REQUEST A:
In the local board passage, rewrite everything from "The Pennsylvania Selective" down to "89, 90 and 91.", substituting "handbook" for "manual".
REQUEST B:
Answer these questions about the local board passage:
(i) Where is the office of Local Board 114 located?
(ii) Which wards of the City of Bethlehem are in Lehigh County?
(iii) What population should a local board area normally not exceed?

PASSAGE TO READ:
The Pennsylvania Selective Service Local Board Areas manual, issued by the State Director, effective for the period of time under review here, lists Northampton County Local Board No. 114 as having jurisdiction of the City of Bethlehem, Wards 1 to 17, inclusive, which are all the wards in the City. The manual lists, in addition, for Northampton County, Boards 112, 113 and 115, and for Lehigh County, Boards 89, 90 and 91.
The office of Local Board 114 is in a bank building in the City and in Northampton County. Wards 1 to 9 and 14 to 17, both inclusive, are in Northampton County and Wards 10, 11, 12 and 13 are in Lehigh County. Appellant contends that this board is thus a hybrid board, as its jurisdictional area crosses county lines, an arrangement which he says is illegal under the statute. He says, that as only one board member was a resident of Northampton County, the board is thus illegally composed. The appellant also contends, and we agree, that the board cannot be construed as an intercounty local board. With reference to the creation and establishment of local boards, 50 U.S.C.A.Appendix § 460(b) authorizes the President in Section (3):
We think that the board was legally established. The statute law is that one or more local boards in each county or political subdivision corresponding thereto of each state shall be created and established. Board 114 was given jurisdiction within a political subdivision, that is, the City of Bethlehem but in two counties. Nothing is said in the statute requiring that a board's jurisdictional area be restricted within county or political subdivision boundary lines. It is true that the language "in each county or political subdivision corresponding thereto of each State" requires a board in each county. What is meant by "or political subdivision corresponding thereto" is not entirely clear, but we think it is merely descriptive of the area in which Congress intended that at least one local board be established. Thus, as a minimum, a board should be in each county or a political subdivision of each state which generally, with regard to its jurisdictional area, should be of a size corresponding to a county or other appropriate political unit in those states and territories which do not have counties, such as Louisiana. This same phrase was used in the 1940 Act and is also used in the language in (b) (3) relating to intercounty local boards, in referring to areas of jurisdiction not exceeding five counties or political subdivisions corresponding
Regulation 1604.51 is entitled "Areas." The State Director of each State is required to divide his state into local board areas. Normally in such area there should be a population not exceeding 100,000. The directive requires at least one separate local board area in each county. In this instance, in Northampton County, there are four local board areas, and in Lehigh County, three local board areas. Also, each local board area shall be entirely within one appeal board area. It is noted at this point, however, that neither statute nor regulation 1604.51 requires that each local board area be confined within county lines. This section should, therefore, be construed as requiring that the President shall create or establish one or more local boards in each county or political subdivision of each State, which was what was done here.

COLLECTED DATA:

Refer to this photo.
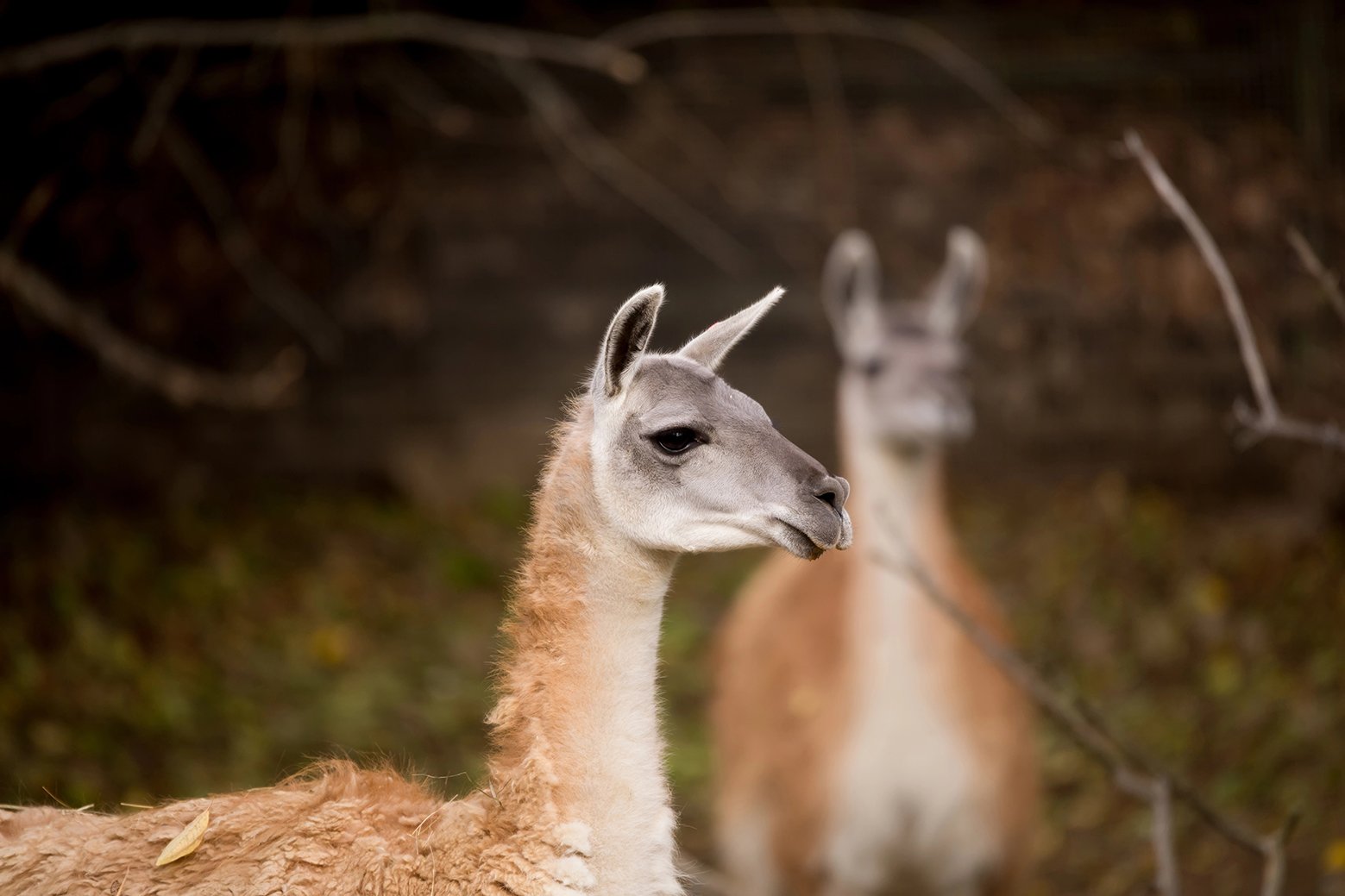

TASK RESULT A:
The Pennsylvania Selective Service Local Board Areas handbook, issued by the State Director, effective for the period of time under review here, lists Northampton County Local Board No. 114 as having jurisdiction of the City of Bethlehem, Wards 1 to 17, inclusive, which are all the wards in the City. The handbook lists, in addition, for Northampton County, Boards 112, 113 and 115, and for Lehigh County, Boards 89, 90 and 91.

TASK RESULT B:
(i) It is in a bank building in the City and in Northampton County.
(ii) Wards 10, 11, 12 and 13.
(iii) 100,000.